→ TEXTE FOURNI
★ ★ ★ ★

Ce retour au bercail nous permet de découvrir toute une galerie de personnages, les autres membres de la famille. Notamment le père, Armand, le Doc, un homme important et respecté dans la région. Plus jeune, il a été blessé par un sanglier. Depuis il nourrit une obsession pour la chasse au sanglier. Aujourd’hui, il traque un vieux mâle noir, un descendant de celui qui l’a blessé, il imagine. Le Doc, est un homme dur qui cache quelques secrets. Le frère, Pierre, surnommé l’Indien, aime la nature et n’aime pas les gens. Lui aussi traque le même sanglier que son père, le gros mâle noir. Mais lui ne pratique pas la même chasse que ces viandards, avec chiens et fusils. Il est seul, armé d’un arc et des flèches. Il chasse en communion avec l’animal. Odile, la mère, est sous médicaments prescrits par son mari. Elle ne reconnaît pas dans ce type qui est revenu, son fils adoré Karl. C’est un imposteur qui se fait passer pour lui. La petite Angèle est la fille de Karl. À 5 ans elle ne parle pas. C’est peut être pour ça qu’elle s’entend si bien avec son oncle l’Indien qui parle peu. Bien d’autres personnages complètent ce tableau familial.
Le cadre du roman est le plateau de Millevaches enneigé. Le ciel est gris et bas. La forêt proche. Un monde en noir et blanc. Cela crée une ambiance d’isolement, de coupure avec le reste du monde, favorable au dénouement de tous les problèmes latents de cette petite communauté restés enfouis jusque là .
Mais ce qui distingue le plus ce roman, c’est l’écriture. Un style épuré au maximum. Assez surprenant au début, on s’habitue ensuite et enfin on admire la technique de l’auteure. Les phrases crépitent comme du bois sec. L’écriture, sèche et désincarnée, installe une distance entre les personnages et le lecteur. Un style aussi dépouillé que l’intrigue et parfaitement en harmonie avec elle. Belle maîtrise !
Clouer l’Ouest est un roman sombre et fort, dénué de fioritures. Remarquable par sa concision et l’originalité du style d’écriture.
Extrait :
L’Indien : pour maman, y avait que toi. Que tu sois là ou pas. Pas là, c’est peut-être pire. Je suis resté, mais ça compte pas. Maintenant je m’en fous. C’est comme ça,
Karl a dit : t’es resté pour la protéger. Et elle s’en rend pas compte. Mais moi non plus, j’existe pas.

★ ★ ★ ★

→ DONNÉES FOURNIES
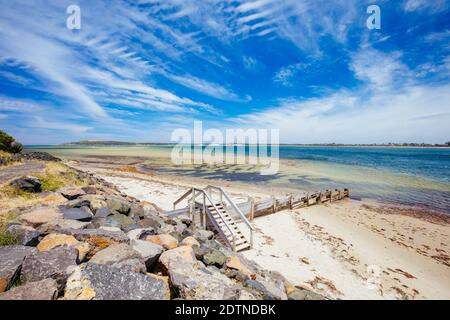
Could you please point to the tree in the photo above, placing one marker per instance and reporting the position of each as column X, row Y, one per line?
column 8, row 144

★ ★ ★ ★

→ EXERCICES
(1) Recopiez tout le passage de la critique de Clouer l'Ouest qui va de « Le cadre du » jusqu'à « Belle maîtrise ! ».
(2) Poursuivez la critique de Clouer l'Ouest là où elle s'interrompt.
Vous n'aurez pas besoin de la liste.

→ RÉPONSES NUMÉROTÉES
(1)
Le cadre du roman est le plateau de Millevaches enneigé. Le ciel est gris et bas. La forêt proche. Un monde en noir et blanc. Cela crée une ambiance d’isolement, de coupure avec le reste du monde, favorable au dénouement de tous les problèmes latents de cette petite communauté restés enfouis jusque là .
Mais ce qui distingue le plus ce roman, c’est l’écriture. Un style épuré au maximum. Assez surprenant au début, on s’habitue ensuite et enfin on admire la technique de l’auteure. Les phrases crépitent comme du bois sec. L’écriture, sèche et désincarnée, installe une distance entre les personnages et le lecteur. Un style aussi dépouillé que l’intrigue et parfaitement en harmonie avec elle. Belle maîtrise !

(2)
L’Indien a dit : je suis resté pour cette terre, c’est tout, C’est comme mon sang. Mes tripes. Tu peux pas vraiment comprendre. T’as jamais compris.
Karl a dit : je voulais me sauver, c’est ça que je comprends. Toi, t’avais pas besoin. Si on a besoin, on part, si on n’a pas besoin, on part pas.
L’Indien a dit : peut-être que t’es pas vraiment parti. Tu le crois, mais c’est pas vrai. Peut-être que c’est moi qui suis parti, en vrai.
Karl a dit : tu l’as gardée, ma carte ?
L’Indien : il est tard. On dort ?
Karl : oui, on dort.
Le Doc le voit s’engouffrer dans la forêt. Il démarre, et glisse un CD dans le lecteur. Gabriel Fauré, Élégie pour violoncelle et piano, qu’il a dupliqué plusieurs fois pour ne pas avoir sans cesse à appuyer sur des touches et remettre au début. Il va rouler un peu, pour le plaisir de glisser le long des routes, de traverser ce paysage sculpté, vivant, peu à peu recouvert par la neige.
Quelque part dans ses entrailles, une bête énorme, dangereuse et insaisissable se tient embusquée, rien que pour lui.
Gabriel Fauré – Élégie pour violoncelle et piano
Ma note : (4,5 / 5)
Ce roman vient de gagner le prix CALIBRE 47 lors du festival POLAR’ENCONTRE de mars 2016
Merci de me le signaler.
Prix mérité. C’est un roman d’une magnifique noirceur.
J’abonde en ton sens… j’ai moi aussi été épatée par le sens de la concision de l’auteure, qui parvient à faire court, mais riche et intense… une belle découverte.
Une belle découverte en effet. Une auteure prometteuse pleine de talent. J’attends son prochain livre avec curiosité.